Complete the following:
1. Write out the part of the article about detransition that starts at "There is a reason" and ends at "with hormone therapy.".
2. In the article about detransition, which CBS correspondent conducted the interviews?

Text excerpt:
Transgender Activists Do Not Want You To Hear Stories Of ‘Gender Transition’ Regret

Transgender Activists Do Not Want You To Hear Stories Of ‘Gender Transition’ Regret

There is a reason the transgender movement unleashed such immediate and intense pushback for even a mild attempt at highlighting instances of disappointment and regret with hormone therapy.
Madeline Osburn
By

CBS’s “60 Minutes” aired a segment Sunday night interviewing a number of individuals who, after undergoing hormone treatments and sex “reassignment” surgeries, decided to “detransition” back to their natural sex. Despite “60 Minutes” framing the story around transgender health-care access and critiquing a number of recent bills introduced at the state level to protect minors from experimental treatments, LGBTQ activists denounced CBS’s reporting as “ridiculous” “fearmongering.”

CBS correspondent Lesley Stahl interviewed individuals who all fully “transitioned” to the opposite gender, then “destransitioned” when they realized they still felt “incomplete,” or more depressed after they “transitioned” than before. They told Stahl they felt they were “blindly affirmed.”

Grace Lidinsky-Smith, who decided to transition in her early 20s, explained how she quickly and easily started testosterone treatments after just a couple of sessions with an online therapist. “I can’t believe I transitioned then detransitioned, including hormones and surgery, in the course of like, less than one year,” she said.

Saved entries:
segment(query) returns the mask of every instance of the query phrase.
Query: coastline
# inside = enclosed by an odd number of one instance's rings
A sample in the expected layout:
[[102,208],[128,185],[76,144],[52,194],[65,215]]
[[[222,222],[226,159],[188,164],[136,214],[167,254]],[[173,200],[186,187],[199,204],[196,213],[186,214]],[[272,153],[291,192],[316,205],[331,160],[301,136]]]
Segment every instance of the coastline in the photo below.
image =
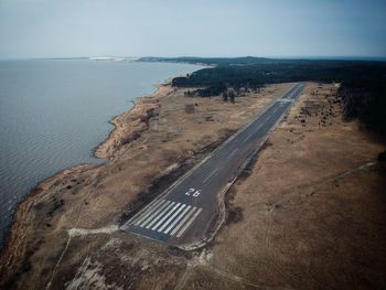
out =
[[[18,205],[0,251],[2,283],[32,279],[26,277],[39,270],[46,276],[66,251],[71,230],[119,225],[128,212],[193,167],[286,87],[250,93],[232,106],[221,97],[211,103],[186,98],[184,89],[170,83],[137,98],[132,108],[111,119],[115,128],[95,148],[95,155],[107,162],[61,171],[39,183]],[[186,115],[189,104],[195,105],[194,115]]]
[[[153,86],[156,87],[153,93],[148,96],[136,98],[132,101],[133,106],[131,108],[109,120],[109,122],[114,125],[114,128],[108,137],[93,149],[93,155],[95,158],[106,159],[106,162],[110,162],[121,146],[136,140],[148,129],[148,120],[154,116],[156,110],[159,108],[159,99],[168,96],[173,90],[169,78],[163,83],[154,84]],[[143,123],[143,121],[146,122]],[[23,243],[25,245],[24,239],[30,229],[28,224],[33,218],[33,215],[31,216],[31,210],[41,201],[50,197],[50,193],[43,195],[46,190],[64,179],[73,179],[90,170],[103,167],[105,163],[79,163],[61,170],[39,182],[28,194],[25,194],[25,196],[23,196],[12,215],[12,222],[4,237],[3,245],[0,248],[0,270],[2,267],[10,266],[9,261],[13,259],[13,256],[24,256],[22,250],[25,250],[26,247],[23,246]],[[8,262],[3,262],[4,256],[10,251],[13,253],[13,255]]]
[[[162,98],[163,96],[165,96],[164,94],[165,92],[168,92],[168,88],[170,92],[172,92],[170,79],[167,79],[160,84],[154,84],[153,86],[156,87],[156,90],[153,93],[151,93],[148,96],[137,97],[135,100],[132,100],[133,106],[131,108],[112,117],[109,120],[114,128],[110,130],[108,137],[93,149],[93,155],[95,158],[106,159],[106,162],[108,162],[109,159],[114,158],[116,152],[119,150],[119,147],[122,143],[125,143],[125,141],[130,142],[135,140],[138,133],[141,133],[146,130],[143,126],[138,126],[138,120],[150,119],[153,116],[154,109],[159,108],[158,98]],[[168,92],[167,95],[170,92]],[[132,125],[135,125],[135,128],[132,128]],[[129,140],[122,139],[124,132],[128,133],[128,136],[130,137]],[[22,211],[22,208],[25,207],[23,205],[24,203],[29,203],[29,200],[37,198],[40,193],[44,192],[44,190],[46,190],[50,186],[50,184],[52,184],[54,181],[60,180],[64,175],[73,174],[75,172],[79,173],[79,171],[84,172],[89,169],[100,167],[104,163],[79,163],[74,167],[60,170],[53,175],[40,181],[33,189],[31,189],[30,192],[25,194],[25,196],[23,196],[23,198],[20,201],[20,203],[17,206],[17,210],[12,215],[12,222],[10,224],[8,234],[3,240],[3,246],[0,248],[0,255],[4,251],[4,248],[7,248],[9,237],[11,236],[11,232],[14,227],[18,216],[20,216],[20,212]],[[43,196],[41,197],[43,198]]]

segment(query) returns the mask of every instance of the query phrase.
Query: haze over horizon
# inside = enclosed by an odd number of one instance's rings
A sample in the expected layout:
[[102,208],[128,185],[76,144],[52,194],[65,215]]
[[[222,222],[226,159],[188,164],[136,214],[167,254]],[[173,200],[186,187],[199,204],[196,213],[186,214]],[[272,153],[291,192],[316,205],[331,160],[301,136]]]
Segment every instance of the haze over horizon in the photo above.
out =
[[386,57],[386,1],[0,0],[0,58]]

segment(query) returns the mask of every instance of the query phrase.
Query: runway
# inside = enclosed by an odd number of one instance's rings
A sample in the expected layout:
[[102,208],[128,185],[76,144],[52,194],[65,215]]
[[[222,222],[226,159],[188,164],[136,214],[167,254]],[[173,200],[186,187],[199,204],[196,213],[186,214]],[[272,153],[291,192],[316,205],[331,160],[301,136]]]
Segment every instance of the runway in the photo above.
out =
[[207,240],[219,216],[219,193],[238,176],[303,88],[302,83],[292,86],[121,229],[182,248]]

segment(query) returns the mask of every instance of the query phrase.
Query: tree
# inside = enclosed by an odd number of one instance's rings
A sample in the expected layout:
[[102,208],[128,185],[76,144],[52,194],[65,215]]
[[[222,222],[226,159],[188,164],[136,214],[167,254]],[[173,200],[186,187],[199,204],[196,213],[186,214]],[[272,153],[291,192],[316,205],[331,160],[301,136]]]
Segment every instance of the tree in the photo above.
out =
[[223,100],[228,101],[228,93],[226,92],[223,93]]

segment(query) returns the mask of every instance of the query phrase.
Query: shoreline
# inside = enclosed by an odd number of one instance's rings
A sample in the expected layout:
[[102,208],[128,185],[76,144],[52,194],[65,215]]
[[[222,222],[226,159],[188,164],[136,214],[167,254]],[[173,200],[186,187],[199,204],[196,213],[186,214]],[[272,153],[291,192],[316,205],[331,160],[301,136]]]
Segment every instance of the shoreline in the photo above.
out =
[[[53,175],[51,175],[51,176],[40,181],[35,186],[33,186],[22,197],[22,200],[18,203],[18,205],[15,207],[15,211],[12,214],[11,223],[10,223],[10,225],[9,225],[7,232],[6,232],[6,236],[4,236],[2,246],[0,247],[0,257],[7,253],[8,248],[10,247],[10,243],[13,239],[17,239],[17,238],[12,238],[12,236],[18,236],[18,233],[14,233],[15,228],[18,228],[18,224],[22,224],[22,223],[20,223],[19,219],[24,221],[26,218],[25,215],[31,210],[30,203],[36,202],[36,200],[44,200],[44,196],[40,196],[40,194],[42,192],[44,192],[50,186],[50,184],[52,182],[61,180],[65,175],[68,175],[68,174],[85,173],[88,170],[93,170],[93,169],[103,167],[104,164],[109,162],[115,157],[116,152],[119,151],[119,147],[125,144],[125,143],[121,142],[122,141],[121,140],[121,137],[122,137],[122,132],[121,131],[122,130],[125,131],[126,129],[128,129],[127,127],[130,127],[130,122],[126,123],[126,126],[122,126],[122,121],[125,121],[122,119],[125,117],[126,118],[130,118],[131,115],[133,115],[133,111],[136,111],[136,110],[141,111],[141,109],[146,108],[147,100],[151,101],[152,99],[154,99],[157,101],[158,98],[163,97],[162,96],[162,93],[163,93],[162,88],[170,87],[171,92],[172,92],[171,80],[170,80],[173,77],[170,77],[170,78],[167,78],[163,83],[154,84],[153,85],[153,87],[156,87],[154,92],[152,92],[151,94],[146,95],[146,96],[137,97],[136,99],[132,100],[133,106],[131,108],[122,111],[121,114],[112,117],[109,120],[109,123],[111,123],[114,126],[114,128],[110,130],[109,135],[107,136],[107,138],[105,140],[99,142],[96,147],[94,147],[92,149],[94,158],[106,160],[106,162],[103,162],[103,163],[99,163],[99,164],[79,163],[79,164],[73,165],[71,168],[65,168],[63,170],[60,170],[58,172],[54,173]],[[146,114],[148,114],[148,112],[146,112]],[[136,115],[133,117],[136,118],[136,117],[141,117],[141,116]],[[143,118],[147,118],[147,117],[151,118],[152,116],[143,115],[142,117]],[[136,129],[133,129],[132,133],[133,135],[136,135],[136,133],[140,135],[144,130],[146,130],[146,128],[142,129],[141,131],[137,131]]]
[[[111,119],[115,128],[95,148],[96,158],[107,162],[57,172],[19,203],[0,249],[2,284],[19,283],[40,270],[47,277],[53,262],[61,262],[67,249],[69,230],[118,225],[135,206],[168,186],[181,170],[199,162],[207,152],[205,148],[237,130],[287,86],[272,85],[261,94],[251,92],[232,106],[221,97],[211,103],[186,98],[185,88],[175,89],[170,83],[138,97],[132,108]],[[185,109],[192,105],[195,111],[190,115]],[[135,240],[129,235],[125,238]],[[61,267],[67,266],[61,262]]]

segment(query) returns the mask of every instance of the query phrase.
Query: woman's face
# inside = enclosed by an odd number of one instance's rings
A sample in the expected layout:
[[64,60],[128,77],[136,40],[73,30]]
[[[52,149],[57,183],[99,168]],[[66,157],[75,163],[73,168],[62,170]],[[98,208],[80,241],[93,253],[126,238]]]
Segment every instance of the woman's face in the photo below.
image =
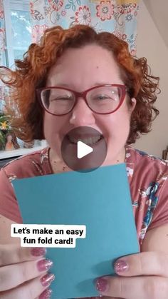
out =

Answers to the tasks:
1.
There is a reason the transgender movement unleashed such immediate and intense pushback for even a mild attempt at highlighting instances of disappointment and regret with hormone therapy.

2. Lesley Stahl